**The request**
Give a verbatim repeat of the lines that run from the line containing "For the evaluation, point out each instance of the glass" to the end of the data below.

**Records**
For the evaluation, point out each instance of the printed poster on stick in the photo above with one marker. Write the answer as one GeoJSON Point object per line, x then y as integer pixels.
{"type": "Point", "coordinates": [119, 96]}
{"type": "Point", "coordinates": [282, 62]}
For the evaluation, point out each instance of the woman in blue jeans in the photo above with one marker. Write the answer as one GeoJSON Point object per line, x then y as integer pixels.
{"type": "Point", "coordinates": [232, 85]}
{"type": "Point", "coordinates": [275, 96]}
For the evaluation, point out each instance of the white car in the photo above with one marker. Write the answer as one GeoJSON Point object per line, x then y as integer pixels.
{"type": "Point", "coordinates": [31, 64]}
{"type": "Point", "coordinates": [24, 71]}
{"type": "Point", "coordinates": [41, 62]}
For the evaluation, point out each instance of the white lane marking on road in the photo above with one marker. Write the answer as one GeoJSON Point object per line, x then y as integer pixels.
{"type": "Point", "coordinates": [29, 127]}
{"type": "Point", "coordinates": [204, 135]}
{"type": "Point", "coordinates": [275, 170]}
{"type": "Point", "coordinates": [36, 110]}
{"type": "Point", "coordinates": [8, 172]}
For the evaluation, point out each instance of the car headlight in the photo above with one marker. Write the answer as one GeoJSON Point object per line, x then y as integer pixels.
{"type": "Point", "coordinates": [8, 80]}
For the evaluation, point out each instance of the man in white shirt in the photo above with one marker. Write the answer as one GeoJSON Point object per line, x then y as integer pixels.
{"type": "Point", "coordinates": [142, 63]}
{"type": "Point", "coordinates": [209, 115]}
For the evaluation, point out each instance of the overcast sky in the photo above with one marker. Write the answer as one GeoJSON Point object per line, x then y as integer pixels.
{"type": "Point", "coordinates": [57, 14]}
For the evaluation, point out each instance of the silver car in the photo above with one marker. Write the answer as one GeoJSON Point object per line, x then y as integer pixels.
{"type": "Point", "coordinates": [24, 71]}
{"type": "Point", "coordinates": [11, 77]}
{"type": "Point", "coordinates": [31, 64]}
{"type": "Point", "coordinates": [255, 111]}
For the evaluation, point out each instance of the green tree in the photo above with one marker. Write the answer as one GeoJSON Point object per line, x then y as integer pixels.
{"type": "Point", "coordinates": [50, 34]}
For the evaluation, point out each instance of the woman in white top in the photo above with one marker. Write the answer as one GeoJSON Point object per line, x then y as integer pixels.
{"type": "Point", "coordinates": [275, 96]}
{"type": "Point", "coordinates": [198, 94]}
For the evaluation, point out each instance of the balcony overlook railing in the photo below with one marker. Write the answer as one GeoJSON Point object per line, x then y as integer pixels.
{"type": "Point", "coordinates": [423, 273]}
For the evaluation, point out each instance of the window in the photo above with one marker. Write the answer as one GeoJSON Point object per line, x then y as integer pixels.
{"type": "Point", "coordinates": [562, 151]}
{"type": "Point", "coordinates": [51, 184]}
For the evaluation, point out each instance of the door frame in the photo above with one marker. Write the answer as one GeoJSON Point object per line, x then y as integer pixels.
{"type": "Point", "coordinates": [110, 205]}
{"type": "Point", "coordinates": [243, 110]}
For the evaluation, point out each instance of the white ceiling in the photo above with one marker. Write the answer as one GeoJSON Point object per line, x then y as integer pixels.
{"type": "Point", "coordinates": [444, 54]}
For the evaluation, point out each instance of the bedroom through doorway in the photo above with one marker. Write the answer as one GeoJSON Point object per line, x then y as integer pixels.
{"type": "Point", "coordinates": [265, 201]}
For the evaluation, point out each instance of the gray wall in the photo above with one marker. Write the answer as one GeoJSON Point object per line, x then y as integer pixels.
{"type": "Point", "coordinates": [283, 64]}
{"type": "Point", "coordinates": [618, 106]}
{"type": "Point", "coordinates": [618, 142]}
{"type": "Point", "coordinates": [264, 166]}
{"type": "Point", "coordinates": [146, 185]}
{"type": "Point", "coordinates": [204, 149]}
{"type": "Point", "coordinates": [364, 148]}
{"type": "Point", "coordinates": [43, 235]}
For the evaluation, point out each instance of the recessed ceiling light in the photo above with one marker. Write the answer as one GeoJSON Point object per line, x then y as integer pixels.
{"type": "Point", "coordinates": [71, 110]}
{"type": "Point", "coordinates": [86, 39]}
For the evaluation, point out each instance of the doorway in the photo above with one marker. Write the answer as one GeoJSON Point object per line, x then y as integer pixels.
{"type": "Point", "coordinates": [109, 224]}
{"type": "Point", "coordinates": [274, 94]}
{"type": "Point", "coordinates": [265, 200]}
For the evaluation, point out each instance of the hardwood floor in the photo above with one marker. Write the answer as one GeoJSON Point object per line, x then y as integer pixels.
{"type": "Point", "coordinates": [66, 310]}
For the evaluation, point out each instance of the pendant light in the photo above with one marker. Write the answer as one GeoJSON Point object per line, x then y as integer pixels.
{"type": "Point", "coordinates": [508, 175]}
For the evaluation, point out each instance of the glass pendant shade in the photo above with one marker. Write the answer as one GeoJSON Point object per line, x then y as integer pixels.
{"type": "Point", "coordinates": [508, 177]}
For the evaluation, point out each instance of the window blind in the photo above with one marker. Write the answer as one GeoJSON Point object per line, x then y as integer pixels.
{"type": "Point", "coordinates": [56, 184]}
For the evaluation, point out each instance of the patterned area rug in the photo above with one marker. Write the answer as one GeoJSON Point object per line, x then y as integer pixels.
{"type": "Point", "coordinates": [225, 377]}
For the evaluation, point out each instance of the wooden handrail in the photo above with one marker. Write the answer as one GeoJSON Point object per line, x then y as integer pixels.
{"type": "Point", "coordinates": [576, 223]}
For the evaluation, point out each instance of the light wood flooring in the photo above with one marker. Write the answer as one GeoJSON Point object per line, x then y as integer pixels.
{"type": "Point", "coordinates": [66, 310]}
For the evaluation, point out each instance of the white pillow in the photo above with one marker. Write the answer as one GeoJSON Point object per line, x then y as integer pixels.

**Result**
For the evaluation, point out each instance of the glass pendant shade in the photo above with one marker. Write the answer as one GeoJSON Point object per line, x then y as integer pixels.
{"type": "Point", "coordinates": [508, 177]}
For the evaluation, point out each instance of the window blind in the photo above with one marker. Write the answer as one GeoJSON Point object per line, x then y as integer pixels.
{"type": "Point", "coordinates": [56, 184]}
For the evaluation, point out each instance of the patterned area rug in the photo above with one marker. Write the answer as one GeoJSON Point object per line, x then y as integer pixels.
{"type": "Point", "coordinates": [225, 377]}
For the evaluation, point out each instance of the wooden handrail in the photo above with one marker. Write the answer as one GeoJSON Point object per line, x then y as integer pixels.
{"type": "Point", "coordinates": [576, 223]}
For the evaluation, point out each instance of the light wood flooring in the photo above with one marker. Write the answer as one GeoJSON Point object per line, x then y as integer pixels.
{"type": "Point", "coordinates": [66, 310]}
For the evaluation, point out each instance of the white pillow in the photo above with one marker. Write the answer as one GeoJSON Point object per line, x then y as integer pixels.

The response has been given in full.